(PASSAGE SHOWN begins)
If you’re planning to make your own biltong or droëwors, you’re going to need a way to dry the meat. A biltong box is what you need!
You could go buy one of those fancy dehydrators sold at outdoor stores, but if you want to save some money, you could simply find out how to make a biltong box. It is quite easy to do!
(If you don’t know what biltong is, it is seasoned meat cut in strips and then dried. It is similar to jerky. Droëwors is dried sausage.)
Your Basic Goal With A Biltong Box
The basic goal, no matter what type of biltong box you make, is to have a place to hang your meat where the cat or flies can’t get to it, and then move air through it. The moving air dries the biltong!
It doesn’t really matter how you achieve that. I’ve seen people hang the meat in an unused closet and put a fan in the door to move the air. In the old days, my dad used to hang the meat in the garage and leave the door open to allow a draft through the garage.
You get the point… move air through it, and it will dry. Just don’t toss the meat in the tumble-drier! 😉
I will show you how to make two types of biltong boxes, (1) a decent wooden box, or (2) a quick and cheap cardboard box.
A Wooden Biltong Box
Here’s what your wooden biltong box should look like:
The diagram shows a box with a divider that divides the box into two sections, A & B. Section A is high enough for a 100 Watt (or 60W) bulb to fit into. Section B is where you will hang the meat. Near the top of section B are wooden or steel rods (marked C) from where you will hang your meat.
There are holes (½-1 inch diameter) drilled along the sides of section A, in the divider, and in the roof of the box.
How It Works
The bulb heats the air in section A. As we all know from school, warm air rises. The air rises through the holes in the divider, through section B, and out the top. The air in section A that has risen out the top, is replaced by air being sucked in through the holes in the sides of section A. The blue arrows show the air flow.
How To Make It
- Make a wooden box that measures roughly 3 ft. high, 2 ft. wide, 2 ft. deep, and that has a door on one side (a door is not shown in the diagram).
- Place a wooden divider in the box, and about 1 ft from the bottom (it must be high enough from the bottom that you can place the bulb under it).
- Drill several holes, about ½-1 inch diameter, in the sides of section A, the divider, and the top of the box.
- Place several (about 7) wooden rods (C) inside the box about 2 inches from the top. Space them about 3 – 4 inches apart. (Tip: Use a method of attaching the rods that allows you to move the rods if you find that you can fit more rods in the box.)
- Place the 100 watt bulb in the center of section A.
(PASSAGE SHOWN ends)
> [WORK TASK A] Decide whether each statement agrees with the biltong box guide: (i) the divider is placed about 1 ft from the bottom of the box; (ii) the holes are about 2 inches in diameter; (iii) the meat hangs in section A. Answer yes or no for each, quoting the words from the guide that settle it.
> [WORK TASK B] Extend the biltong box guide, starting after its final step about placing the bulb in section A.
The records that follow are separate material and have no connection to the biltong box guide.
(DATASET ENTRIES begins)
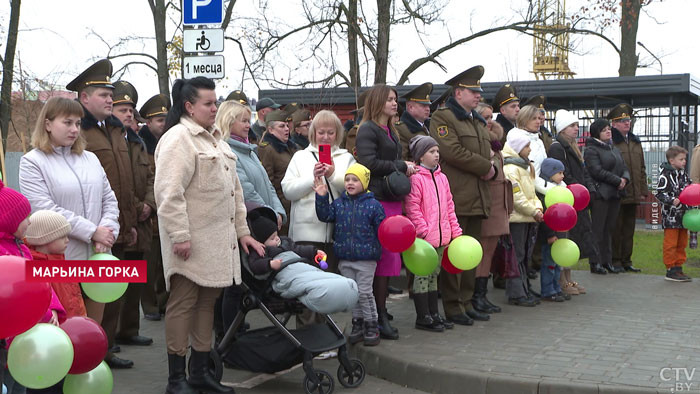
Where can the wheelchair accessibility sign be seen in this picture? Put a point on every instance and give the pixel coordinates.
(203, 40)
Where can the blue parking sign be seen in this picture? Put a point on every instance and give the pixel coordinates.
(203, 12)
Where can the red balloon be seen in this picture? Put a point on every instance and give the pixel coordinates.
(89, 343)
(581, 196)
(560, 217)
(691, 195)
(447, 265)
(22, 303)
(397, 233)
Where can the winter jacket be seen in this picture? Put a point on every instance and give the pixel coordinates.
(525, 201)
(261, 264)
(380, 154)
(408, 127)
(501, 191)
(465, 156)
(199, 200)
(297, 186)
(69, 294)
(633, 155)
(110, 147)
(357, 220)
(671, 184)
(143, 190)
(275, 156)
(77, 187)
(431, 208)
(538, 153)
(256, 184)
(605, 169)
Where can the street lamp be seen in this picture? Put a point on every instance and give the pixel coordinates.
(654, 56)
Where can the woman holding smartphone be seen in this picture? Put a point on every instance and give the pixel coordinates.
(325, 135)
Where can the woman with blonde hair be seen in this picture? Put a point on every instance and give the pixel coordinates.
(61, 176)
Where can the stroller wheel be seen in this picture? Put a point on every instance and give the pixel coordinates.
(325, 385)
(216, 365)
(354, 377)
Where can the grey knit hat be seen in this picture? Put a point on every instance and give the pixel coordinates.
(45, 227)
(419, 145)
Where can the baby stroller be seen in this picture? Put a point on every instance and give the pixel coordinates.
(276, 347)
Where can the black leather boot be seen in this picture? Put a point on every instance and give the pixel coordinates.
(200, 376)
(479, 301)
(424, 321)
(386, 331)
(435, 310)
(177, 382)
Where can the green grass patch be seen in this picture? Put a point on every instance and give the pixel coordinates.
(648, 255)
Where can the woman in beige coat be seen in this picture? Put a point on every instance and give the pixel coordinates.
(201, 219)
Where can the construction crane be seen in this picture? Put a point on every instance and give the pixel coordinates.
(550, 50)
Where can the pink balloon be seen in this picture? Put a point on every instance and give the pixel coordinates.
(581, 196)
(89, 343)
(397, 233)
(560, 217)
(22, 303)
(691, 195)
(DATASET ENTRIES ends)
(DATASET ENTRIES begins)
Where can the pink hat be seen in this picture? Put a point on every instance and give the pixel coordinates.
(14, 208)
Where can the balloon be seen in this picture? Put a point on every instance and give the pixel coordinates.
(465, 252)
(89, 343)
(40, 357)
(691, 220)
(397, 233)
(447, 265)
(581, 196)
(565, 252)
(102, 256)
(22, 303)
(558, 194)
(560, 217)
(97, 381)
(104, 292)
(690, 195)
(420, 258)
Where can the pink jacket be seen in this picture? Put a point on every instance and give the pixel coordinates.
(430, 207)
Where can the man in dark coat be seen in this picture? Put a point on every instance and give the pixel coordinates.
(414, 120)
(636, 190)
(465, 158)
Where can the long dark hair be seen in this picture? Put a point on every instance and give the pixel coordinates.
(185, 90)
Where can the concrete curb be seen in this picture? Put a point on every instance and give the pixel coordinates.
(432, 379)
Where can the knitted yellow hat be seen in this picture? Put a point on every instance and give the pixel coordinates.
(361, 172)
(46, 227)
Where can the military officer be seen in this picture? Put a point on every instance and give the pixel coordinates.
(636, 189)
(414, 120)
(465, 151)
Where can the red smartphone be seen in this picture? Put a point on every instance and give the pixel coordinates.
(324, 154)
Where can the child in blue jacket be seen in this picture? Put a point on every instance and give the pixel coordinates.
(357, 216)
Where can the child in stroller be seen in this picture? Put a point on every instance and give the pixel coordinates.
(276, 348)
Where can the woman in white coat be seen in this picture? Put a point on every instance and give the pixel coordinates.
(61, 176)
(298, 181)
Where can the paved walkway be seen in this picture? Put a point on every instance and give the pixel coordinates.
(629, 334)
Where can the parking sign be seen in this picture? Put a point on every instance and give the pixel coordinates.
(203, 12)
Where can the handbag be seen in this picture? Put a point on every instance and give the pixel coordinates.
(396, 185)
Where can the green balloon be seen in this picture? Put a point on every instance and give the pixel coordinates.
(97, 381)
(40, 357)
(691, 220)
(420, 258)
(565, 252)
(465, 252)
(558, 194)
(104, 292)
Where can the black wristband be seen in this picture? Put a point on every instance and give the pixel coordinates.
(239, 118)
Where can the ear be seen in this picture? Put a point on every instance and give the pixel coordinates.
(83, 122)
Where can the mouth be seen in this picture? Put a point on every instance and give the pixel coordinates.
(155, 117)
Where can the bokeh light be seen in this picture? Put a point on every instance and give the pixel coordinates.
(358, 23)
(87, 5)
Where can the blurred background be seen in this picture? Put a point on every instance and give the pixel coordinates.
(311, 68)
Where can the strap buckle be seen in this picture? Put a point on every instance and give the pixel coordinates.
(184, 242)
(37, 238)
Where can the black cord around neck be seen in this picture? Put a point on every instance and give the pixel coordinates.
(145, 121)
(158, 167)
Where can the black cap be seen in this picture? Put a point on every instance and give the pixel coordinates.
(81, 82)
(DATASET ENTRIES ends)
(DATASET ENTRIES begins)
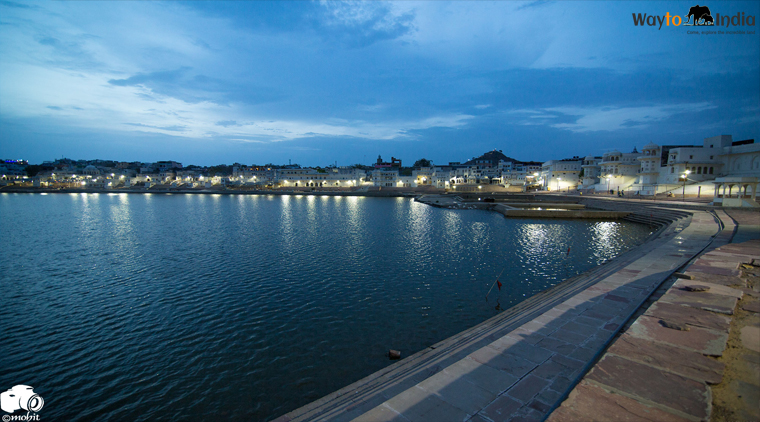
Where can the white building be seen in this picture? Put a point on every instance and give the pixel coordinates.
(DATASET ENTRIES ends)
> [RESULT A]
(i) Yes: "about 1 ft from the bottom"
(ii) No: "about ½-1 inch diameter"
(iii) No: "Section B is where you will hang the meat."

> [RESULT B]
Now hang your meat from the rods, making sure the pieces don’t touch each other (the meat will rot at the spots where they touch), and wait patiently for it to dry. We use plastic-coated paper clips as biltong hooks.
Fans – An Alternative To The Bulb
If you have one or more electric fans, you could eliminate the bulb, and either have the fans blow into section A, or reverse the fans and use them as extraction fans in the roof of the box. If you go with this option, wherever you mount the fans, don’t drill the holes in that location as well.
The box can be made of wood or cardboard, but a wooden box will certainly last longer. You also may want to cover the holes in the box with insect netting (the kind used on screen doors). This will stop the bugs from getting to your biltong before you do.
A Simple Cardboard Biltong Box
A while ago I had to build a biltong box, but I didn’t have the time to make a proper box as described above. I had a computer monitor box (about 1 ft x 2 ft x 3 ft) and a small fan (about 8 inches in diamater). The biltong box I made from that, worked very well. I still use it. Here’s how I made it:
- I stood the box upright and opened the top flaps.
- I cut a hole in the side of the box near the bottom for the fan to fit into. The fan has its own stand, so I made the hole big enough to allow all of the fan’s air to blow through the hole.
- I used the wire from wire hangers to make the rods to hang my biltong on. I poked the wires through the box from one side to the opposite side along a straight line near the top edge of the box. I simply bent the wire rods over where they protruded outside the box. (I later felt that the hanger wire was a little too thin and replaced it with thicker wire that I bought at a hardware store.)
- Then I hung my meat from the wire rods using plastic-coated paper clips as biltong hooks. That works very well!
- Lastly I placed the fan in position to blow through the hole I cut earlier. Generally, the top of the box remains open. Sometimes I will cover about ¼ to ½ of the top on the opposite side as the fan. This allows the air to swirl through the box before exiting out the top.
Here are two images of what it looks like:
This simple box has made several batches of biltong for us. It usually takes 4-6 days for the biltong to be ready. Droëwors takes a little longer if you use synthetic casing.
I hope your biltong box works as well for you as our has for us!
PS. Here’s a biltong recipe if you need one.
PPS. Let us know what you think of this biltong box in the comments below. If you have additional suggestions, put them in the comments as well 😎
Is it possible to place an inblowing fan in section A and a extracting fan in section B.Will this quiken the drying prosess?
Herman, yes, you can do that. I would probably only put an extraction fan in the top.
If you do that then you stand the risk of sucking in dust. Like John said, rather just have an extraction fan in the top.
Would this work if you live in a very hot and humid house? 30 – 36 C on the beach coastal house?
Stacy, you’re going to have to test it with one piece of biltong to know for sure. The idea is to move dry-ish air through the meat to dry it, but if the air in your house is very humid, I can’t say that it will be dry enough to dry the biltong. Test it.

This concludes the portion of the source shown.